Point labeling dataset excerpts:
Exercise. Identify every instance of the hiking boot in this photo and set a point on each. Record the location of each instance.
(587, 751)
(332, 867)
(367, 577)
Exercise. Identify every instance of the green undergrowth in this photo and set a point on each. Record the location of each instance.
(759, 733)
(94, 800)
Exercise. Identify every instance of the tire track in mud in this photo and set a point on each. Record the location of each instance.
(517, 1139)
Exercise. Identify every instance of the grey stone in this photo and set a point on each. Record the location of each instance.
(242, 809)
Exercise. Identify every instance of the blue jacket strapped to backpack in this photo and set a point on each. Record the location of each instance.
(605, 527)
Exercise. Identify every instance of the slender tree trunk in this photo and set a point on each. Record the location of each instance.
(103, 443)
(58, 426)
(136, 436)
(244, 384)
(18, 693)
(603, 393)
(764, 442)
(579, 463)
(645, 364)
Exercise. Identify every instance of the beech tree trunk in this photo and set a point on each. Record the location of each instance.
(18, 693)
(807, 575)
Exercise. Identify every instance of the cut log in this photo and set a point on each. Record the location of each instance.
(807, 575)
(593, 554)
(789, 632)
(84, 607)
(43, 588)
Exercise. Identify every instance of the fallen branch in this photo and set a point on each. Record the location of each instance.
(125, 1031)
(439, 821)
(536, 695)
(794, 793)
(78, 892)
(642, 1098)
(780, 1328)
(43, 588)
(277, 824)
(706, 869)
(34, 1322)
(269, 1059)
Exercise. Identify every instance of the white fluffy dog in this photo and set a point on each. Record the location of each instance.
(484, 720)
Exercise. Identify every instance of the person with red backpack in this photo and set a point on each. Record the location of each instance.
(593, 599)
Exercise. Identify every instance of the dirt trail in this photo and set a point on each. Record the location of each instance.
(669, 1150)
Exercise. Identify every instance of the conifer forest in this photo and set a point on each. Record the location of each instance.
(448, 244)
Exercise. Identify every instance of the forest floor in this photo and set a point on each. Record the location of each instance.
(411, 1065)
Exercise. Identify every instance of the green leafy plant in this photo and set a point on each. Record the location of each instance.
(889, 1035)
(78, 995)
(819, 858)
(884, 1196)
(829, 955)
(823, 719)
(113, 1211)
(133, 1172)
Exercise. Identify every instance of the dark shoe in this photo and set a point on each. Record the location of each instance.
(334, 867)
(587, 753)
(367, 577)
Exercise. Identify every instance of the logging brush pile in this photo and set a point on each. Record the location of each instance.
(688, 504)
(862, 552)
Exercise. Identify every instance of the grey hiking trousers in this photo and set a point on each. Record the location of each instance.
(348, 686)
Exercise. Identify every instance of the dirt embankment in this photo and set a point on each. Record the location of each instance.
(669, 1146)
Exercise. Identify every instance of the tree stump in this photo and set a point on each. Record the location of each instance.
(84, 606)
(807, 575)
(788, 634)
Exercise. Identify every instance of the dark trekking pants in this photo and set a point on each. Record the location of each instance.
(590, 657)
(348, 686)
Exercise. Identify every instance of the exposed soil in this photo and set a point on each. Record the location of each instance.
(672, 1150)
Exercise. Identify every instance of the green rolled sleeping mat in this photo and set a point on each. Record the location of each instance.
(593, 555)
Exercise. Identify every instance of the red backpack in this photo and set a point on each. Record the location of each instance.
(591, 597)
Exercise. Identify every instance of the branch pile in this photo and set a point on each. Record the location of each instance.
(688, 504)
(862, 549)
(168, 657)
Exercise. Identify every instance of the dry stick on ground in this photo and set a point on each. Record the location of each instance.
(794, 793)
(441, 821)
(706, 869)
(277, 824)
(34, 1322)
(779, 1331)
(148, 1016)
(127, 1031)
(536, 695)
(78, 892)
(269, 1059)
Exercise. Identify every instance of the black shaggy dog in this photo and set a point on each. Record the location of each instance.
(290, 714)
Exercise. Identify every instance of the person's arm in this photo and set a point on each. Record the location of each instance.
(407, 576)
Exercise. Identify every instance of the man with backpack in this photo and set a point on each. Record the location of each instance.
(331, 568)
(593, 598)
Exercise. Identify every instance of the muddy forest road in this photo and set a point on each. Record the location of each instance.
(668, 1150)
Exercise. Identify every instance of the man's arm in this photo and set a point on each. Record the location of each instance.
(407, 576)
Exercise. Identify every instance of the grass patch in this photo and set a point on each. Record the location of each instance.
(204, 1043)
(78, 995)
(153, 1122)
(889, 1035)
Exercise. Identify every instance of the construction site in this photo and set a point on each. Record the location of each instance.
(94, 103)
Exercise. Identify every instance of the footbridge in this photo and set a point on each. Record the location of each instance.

Instruction: Working from the material above, retype it in its entirety without change.

Completed exercise:
Exercise. Identify every instance of the hiking boot in this photo and set a point on each. Record the location of each instance.
(587, 751)
(332, 867)
(367, 577)
Exercise. Identify every instance of the green undergrowth in this photo and set a point on each. Record the location of each instance.
(759, 733)
(94, 800)
Exercise. Identify every instance of the tire track in mud in this photo and set a point on each. Record the location of each instance.
(517, 1139)
Exercise. Identify every instance of the grey stone in this photo and set a point on each. Record the location of each instance.
(242, 809)
Exercise. Identify every instance of the blue jacket strapped to backpack in this photo and set a point on each. Record the location of each instance.
(605, 527)
Exercise. Identify every instance of the slender tree trunk in this photo and set a point on each. Record the location of each instance.
(103, 443)
(58, 426)
(136, 436)
(244, 384)
(18, 693)
(603, 393)
(764, 442)
(579, 463)
(645, 364)
Exercise. Identify every instance of the beech tree trunk in this photo and set a point on each. Record the location of each instance.
(18, 693)
(807, 575)
Exercise. Identify every instance of the cut log in this photo and set a point on each. Record the location of each instance.
(807, 575)
(593, 554)
(789, 632)
(84, 607)
(43, 588)
Exercise. Identify every instance of the fallen branch in this photo and set a point on each. Record the location of each instance.
(125, 1031)
(439, 821)
(536, 695)
(794, 793)
(78, 892)
(642, 1098)
(780, 1328)
(43, 588)
(277, 824)
(706, 869)
(34, 1322)
(269, 1059)
Exercise. Identify every instance of the white fluffy dog in this photo and set a point on each. Record the location of each instance.
(484, 720)
Exercise. Identify every instance of the person with red backpack in this photo and set a point on each. Record the location of each instance.
(593, 599)
Exercise. Identify every instance of the dirt trail in this photo and set a point on each. Record the location of each instance.
(669, 1150)
Exercise. Identify every instance of the conifer forest in this photo and set a point on each. Record the location of each instance.
(448, 244)
Exercise. Identify every instance of the forest floor in this photo and set a point on each. Record the location of each instance.
(411, 1065)
Exercise. Identify every instance of the green leafy plant in this photo and set a point on each. Record the location of each instance.
(889, 1035)
(78, 995)
(819, 858)
(884, 1196)
(829, 955)
(823, 719)
(113, 1211)
(133, 1172)
Exercise. Identify every instance of the dark shoe in this photo and set a point on each. Record the location of each instance.
(334, 867)
(587, 753)
(367, 577)
Exercise. Identify every instance of the logging brush pile in this photo and set a point on each. Record the location of each instance.
(688, 504)
(862, 552)
Exercise. Identify every instance of the grey hiking trousers in this photo and set a point on each. Record the location of each instance.
(348, 686)
Exercise. Identify every instance of the dirt embankment in this photo and set a point on each. Record the location of each instance.
(669, 1146)
Exercise. Identify every instance of the tree stump in this photo and set a point on each. Record the location of each instance.
(84, 606)
(807, 575)
(788, 634)
Exercise. Identify every instance of the dark trekking pants in this photo and set a point on each. Record the location of each instance.
(590, 657)
(348, 686)
Exercise. Identify every instance of the exposed soil in this photo and set a point on each. Record the location of each instance.
(672, 1150)
Exercise. Identify every instance of the green rolled sleeping mat in this photo and set a point on each. Record the location of each instance.
(593, 555)
Exercise. Identify every instance of the red backpack in this photo and set a point on each. Record the location of each instance.
(591, 597)
Exercise. Identify every instance of the branch pile in this photo and set a point on each. Record the location of each instance.
(688, 504)
(862, 549)
(168, 657)
Exercise. Identify every instance of the dry stick on ground in this photo and set a point on each. Record the location of each instance.
(794, 793)
(441, 821)
(706, 869)
(277, 824)
(34, 1322)
(779, 1331)
(148, 1016)
(127, 1031)
(536, 695)
(78, 892)
(269, 1059)
Exercise. Identify every instance of the black shaggy dog in this photo and set a point on each. Record the location of each instance.
(290, 714)
Exercise. Identify every instance of the person's arm in this photo and set a point on each. Record the location of each instance.
(407, 576)
Exercise. Identify every instance of the man with backpack in this photo and set a point on each. Record the location of each instance.
(331, 568)
(593, 598)
Exercise. Identify every instance of the muddy forest road in this photo and set a point on each. Record the location of each instance.
(668, 1150)
Exercise. Identify every instance of the man's arm in this photo and set a point on each. Record the location of each instance.
(407, 576)
Exercise. Identify every instance of the grass patch in this photo and set a point on each. Record the location of each instance.
(204, 1043)
(78, 995)
(153, 1122)
(889, 1035)
Exercise. Identify every instance of the construction site in this photo and set a point on each. Record the location of each instance.
(94, 103)
Exercise. Identify every instance of the footbridge in this photo and set a point on each. Record the location of each instance.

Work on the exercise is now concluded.